Interesting Bob,

But I'm using an instrumentation amplifier.
In such an arrangement of three op amps
you are using two positive inputs which means
the input impedance is mega ohms to giga ohms.
The only input is the the resistors which are
split against ground. So in my case the you
have verified my numbers to be basically correct.

I have learned something new to myself in the past
few days about this input.

There seems to be common mode signals
of an electrical nature coming in on the
geophone input. The only way to balance out
this unwanted signal has been to
make several pairs of identical split resistors
and see which pair will after installed eliminate the problem.
It seems my test equipment can not resolve the measurements
fine enough to properly match these two resistors.
Therefore it is a matter of chance that the right
combination can be achieved.

I have never been able to do this balancing
act with any configuration other than an instrumentation
amplifier.

It is my ignorance in combination with
people who simply refuse to talk about this
which has caused me years of headaches.

In my case the Ge seems to reduce to
(2.99 * 1302)/1742 or 2.234 v/(in/sec)
But this is not how I handle this figure.
I treat it as an overall loss of 20log(2.234/2.99) or -2.53dbv
when calculating the final amplifier gain.

Thanks for your feedback.

## Items from a data source
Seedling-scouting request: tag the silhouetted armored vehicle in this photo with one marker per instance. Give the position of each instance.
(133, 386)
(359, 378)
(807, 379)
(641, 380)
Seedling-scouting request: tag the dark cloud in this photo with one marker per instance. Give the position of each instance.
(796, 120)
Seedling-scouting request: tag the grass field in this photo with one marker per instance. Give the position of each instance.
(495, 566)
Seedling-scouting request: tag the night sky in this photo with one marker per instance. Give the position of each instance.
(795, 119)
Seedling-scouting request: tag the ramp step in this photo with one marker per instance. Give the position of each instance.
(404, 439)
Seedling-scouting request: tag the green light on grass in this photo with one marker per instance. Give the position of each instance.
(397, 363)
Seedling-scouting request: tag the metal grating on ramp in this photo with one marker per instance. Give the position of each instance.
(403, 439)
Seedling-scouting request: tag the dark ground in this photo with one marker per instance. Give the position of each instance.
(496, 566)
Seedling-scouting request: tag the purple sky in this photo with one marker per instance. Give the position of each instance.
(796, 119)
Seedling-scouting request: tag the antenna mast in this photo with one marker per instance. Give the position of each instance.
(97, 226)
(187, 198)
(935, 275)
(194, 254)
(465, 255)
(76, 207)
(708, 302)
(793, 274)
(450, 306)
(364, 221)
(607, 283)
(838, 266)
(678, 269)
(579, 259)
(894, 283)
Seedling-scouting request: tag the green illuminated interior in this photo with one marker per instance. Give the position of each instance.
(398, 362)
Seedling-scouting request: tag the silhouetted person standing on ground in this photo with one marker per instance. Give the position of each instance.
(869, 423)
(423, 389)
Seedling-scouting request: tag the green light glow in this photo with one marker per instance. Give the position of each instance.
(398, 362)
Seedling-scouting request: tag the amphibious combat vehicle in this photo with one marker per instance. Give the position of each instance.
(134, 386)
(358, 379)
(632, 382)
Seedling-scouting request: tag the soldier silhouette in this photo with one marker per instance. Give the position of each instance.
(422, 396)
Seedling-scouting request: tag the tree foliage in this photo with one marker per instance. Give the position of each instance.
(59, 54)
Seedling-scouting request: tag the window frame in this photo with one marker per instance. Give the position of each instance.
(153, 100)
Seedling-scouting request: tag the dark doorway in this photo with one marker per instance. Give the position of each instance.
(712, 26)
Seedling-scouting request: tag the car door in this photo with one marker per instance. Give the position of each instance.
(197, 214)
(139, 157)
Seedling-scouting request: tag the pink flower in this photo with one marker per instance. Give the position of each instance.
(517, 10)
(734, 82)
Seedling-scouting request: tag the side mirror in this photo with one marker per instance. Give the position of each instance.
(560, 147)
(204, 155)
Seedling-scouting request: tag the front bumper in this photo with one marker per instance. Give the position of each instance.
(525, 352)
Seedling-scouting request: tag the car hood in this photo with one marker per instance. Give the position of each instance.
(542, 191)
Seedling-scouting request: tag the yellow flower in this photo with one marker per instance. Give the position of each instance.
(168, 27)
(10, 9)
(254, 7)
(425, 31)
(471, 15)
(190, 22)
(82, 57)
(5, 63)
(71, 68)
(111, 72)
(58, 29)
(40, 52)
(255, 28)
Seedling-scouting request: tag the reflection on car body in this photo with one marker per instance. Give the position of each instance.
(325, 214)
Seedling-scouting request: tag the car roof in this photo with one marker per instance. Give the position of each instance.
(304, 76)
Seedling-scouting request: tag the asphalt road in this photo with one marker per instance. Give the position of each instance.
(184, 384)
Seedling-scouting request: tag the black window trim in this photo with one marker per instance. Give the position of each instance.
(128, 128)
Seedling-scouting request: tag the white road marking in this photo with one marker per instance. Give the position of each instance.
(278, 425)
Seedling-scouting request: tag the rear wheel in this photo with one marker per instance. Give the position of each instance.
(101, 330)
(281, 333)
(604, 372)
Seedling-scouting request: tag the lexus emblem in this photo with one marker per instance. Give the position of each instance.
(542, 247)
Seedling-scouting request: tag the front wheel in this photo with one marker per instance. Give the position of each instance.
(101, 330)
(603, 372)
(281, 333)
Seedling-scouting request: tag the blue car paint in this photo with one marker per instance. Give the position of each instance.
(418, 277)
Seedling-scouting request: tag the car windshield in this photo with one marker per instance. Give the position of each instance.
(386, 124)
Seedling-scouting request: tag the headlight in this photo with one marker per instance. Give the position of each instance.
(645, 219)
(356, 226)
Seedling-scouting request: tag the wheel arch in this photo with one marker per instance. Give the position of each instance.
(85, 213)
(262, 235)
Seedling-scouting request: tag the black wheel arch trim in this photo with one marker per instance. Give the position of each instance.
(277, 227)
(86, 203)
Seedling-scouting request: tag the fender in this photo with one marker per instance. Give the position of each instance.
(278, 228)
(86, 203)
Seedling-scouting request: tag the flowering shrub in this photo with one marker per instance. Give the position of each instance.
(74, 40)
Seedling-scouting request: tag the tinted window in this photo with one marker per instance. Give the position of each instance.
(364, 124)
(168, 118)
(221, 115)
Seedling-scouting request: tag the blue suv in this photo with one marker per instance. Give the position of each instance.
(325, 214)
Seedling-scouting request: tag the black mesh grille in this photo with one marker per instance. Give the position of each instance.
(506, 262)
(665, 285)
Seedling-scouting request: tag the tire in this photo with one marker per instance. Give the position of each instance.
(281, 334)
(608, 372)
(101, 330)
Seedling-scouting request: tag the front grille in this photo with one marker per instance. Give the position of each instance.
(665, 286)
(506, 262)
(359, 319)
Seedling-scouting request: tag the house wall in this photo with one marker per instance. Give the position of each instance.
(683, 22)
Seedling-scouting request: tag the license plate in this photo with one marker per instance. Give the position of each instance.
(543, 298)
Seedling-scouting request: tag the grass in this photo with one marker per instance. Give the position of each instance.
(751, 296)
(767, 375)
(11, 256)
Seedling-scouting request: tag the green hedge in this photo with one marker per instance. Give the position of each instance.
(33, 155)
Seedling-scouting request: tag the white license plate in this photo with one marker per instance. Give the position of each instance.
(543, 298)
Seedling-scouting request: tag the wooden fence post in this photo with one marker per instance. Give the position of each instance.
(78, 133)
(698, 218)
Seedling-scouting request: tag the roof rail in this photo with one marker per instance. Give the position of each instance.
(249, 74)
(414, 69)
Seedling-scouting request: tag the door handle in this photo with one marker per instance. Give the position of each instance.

## The exercise
In the forum post above, how does the writer balance out the unwanted common mode signal on the geophone input?

## Answer below
By making several pairs of identical split resistors and finding which pair, once installed, eliminates the problem.